読解用抜粋:
════

クオリティカンパニー。それは人軸経営を実践し、働く人を中心に縁ある人の幸せを目指す高収益企業のことです。そんな理想をどの様に実現していくと良いのか、いかにして社員とともに組織を変革させていくと良いのか。本コーナーでは様々な角度からその成功事例をご紹介します。今回は老舗旅館・塚越屋の新卒採用に注目しました。地方であり、採用では苦戦がしいられる業界でありながら、初年度でインターンシップは満席、エントリー数も100を超え、4名入社という結果を作り出しています。ここまでの変遷を、代表の塚越左知子さんに伺いました。
試練の期間が長かった新卒採用までの道のり
新卒採用に興味を持ったのは、思えば10年前でした。『頂点への道』講座を受講して、理念経営を志すと本気で決めてからです。中途採用ももちろん素晴らしいのですが、価値観が合わずに離れる人もしばしば。もともと転職が多い業界で、思うように組織づくりが進まなかったのです。そこで、純粋で素直な新卒社員を迎え入れられたら、より理念浸透が進んでいくと思ったのです。
しかし、新卒採用をする前に必要なのは、新卒社員が育つ組織の文化だと学びました。茨の道とわかってはいましたが、意を決して踏み出していきました。確かに簡単ではなかったのですが、今振り返ればこの期間のおかげで今の納得感のある組織づくりができていると思います。
一番得られたのは組織の一体感
私は代表就任したときに、30億円の負債を背負い、その返済地獄からスタートした経営でした。常に生きるか死ぬかの闘いでしたが、社員をみると危機感も向上心もなく、温度差に葛藤する毎日。堪えきれずに、つい厳しい態度で接しては退職届を出される始末。それが新卒採用を決意してからの10年で一体感のある組織に変化していったのです。
理想を掲げてチャレンジしてきましたが、大切にしたのはどこまで行っても理念です。大切な人と大切な時間を過ごしたいときに選んでもらえる宿でありたい。日本一幸せな宿づくりをしたい。その理想から逆算した意思決定を徹底してきました。物事を判断するときにみるのは、上司や代表の顔ではなく、いつでも理念。あらゆる場面で理念から一貫した判断とは何かを語り、ゼロから社員とともに考え、その判断基準の浸透に力を注ぎ続けてきました。時間はかかりましたが、少しずつ、自ら求め、理想に向けて一致団結して追求をしていく文化が醸成されていったのです。

════

データ抜粋:
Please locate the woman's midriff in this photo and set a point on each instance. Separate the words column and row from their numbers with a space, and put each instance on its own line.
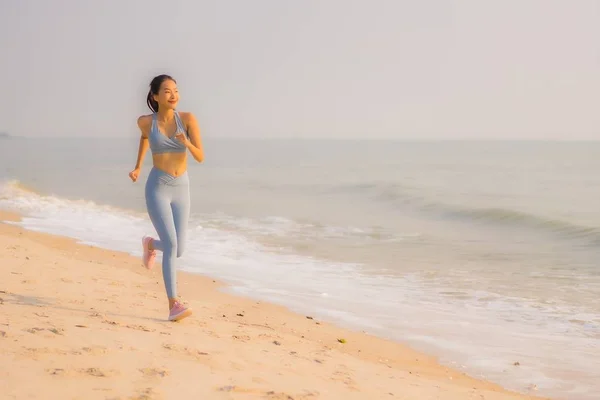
column 174, row 164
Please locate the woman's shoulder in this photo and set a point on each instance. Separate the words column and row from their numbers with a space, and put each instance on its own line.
column 188, row 118
column 144, row 120
column 187, row 115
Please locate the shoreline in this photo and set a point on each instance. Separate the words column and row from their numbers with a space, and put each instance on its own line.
column 60, row 298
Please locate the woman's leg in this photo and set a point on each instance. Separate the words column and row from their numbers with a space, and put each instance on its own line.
column 158, row 203
column 181, row 212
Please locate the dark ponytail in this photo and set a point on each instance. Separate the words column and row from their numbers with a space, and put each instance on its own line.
column 154, row 88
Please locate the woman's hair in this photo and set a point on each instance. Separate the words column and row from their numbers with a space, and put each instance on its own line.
column 154, row 88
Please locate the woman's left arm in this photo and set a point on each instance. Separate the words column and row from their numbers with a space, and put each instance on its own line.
column 194, row 143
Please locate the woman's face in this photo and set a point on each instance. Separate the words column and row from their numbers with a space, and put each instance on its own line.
column 168, row 95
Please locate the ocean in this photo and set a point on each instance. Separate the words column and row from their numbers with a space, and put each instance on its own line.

════

課題文:
塚越屋の新卒採用を語る本文を、最後の文のあとから書き継ぐこと。

解答:
これまで描けなかった未来と仲間とともに
10年かけて組織の土台を整えた上で、改めて採用プロセスをアチーブメント社のリクルーティングカレッジで学び、ゼロから設計し、それを社員とともに実行していきました。旅館業は、低賃金・長時間労働と揶揄されることが多く、ましてや群馬という地方でもあり、正直ハードルは高かったです。だからこそ、勝負すべきは理念への共感であると決め、包み隠すことなく等身大に欠点を開示し、そして私たちが考える宿づくりの意義と価値を本気で伝えました。試行錯誤をしつつも、社員と力を合わせて、真正面から勝負をし続けました。そして、その翌年の入社式では、4名の社員を迎えることができたのです。不完全な点は多々あるものの、理念から一貫した生き方を追求し続けている集団であることが伝わり、優秀な若者が集ってくれたのだと捉えています。
ともに働いて1年。これまでの私たちが持っていない新たな視点から、たくさんの改善や提案をもたらしてくれています。間違いなくここから更に飛躍していく組織に成長していけると確信しています。
新卒採用は、一筋縄ではいきませんが、組織を変革し、本当の意味で理念経営を推進していく大きな力を秘めていると感じます。大切な社員とともに、この先もお客様に喜ばれ、選ばれる塚越屋を追求し続けてまいります。
温泉宿塚越屋七兵衛、香雲館 女将
全国若女将会つぼみ 会長
一般財団法人日本プロスピーカー協会 認定ベーシックプロスピーカー
群馬県伊香保温泉の旅館に生まれ、中学から東京に進学。メディアやクリエイティブ企業の経験を経て、家業である旅館に戻り女将として従事。30億円の借金を抱え破綻寸前だったところから『頂点への道』講座の学びを活かして正常な経営まで回復。高い顧客満足度を誇っており、コロナ禍でも平均の1.5倍の集客を実現。今では自社だけでなく、業界・地域の発展にも力を注いでいる。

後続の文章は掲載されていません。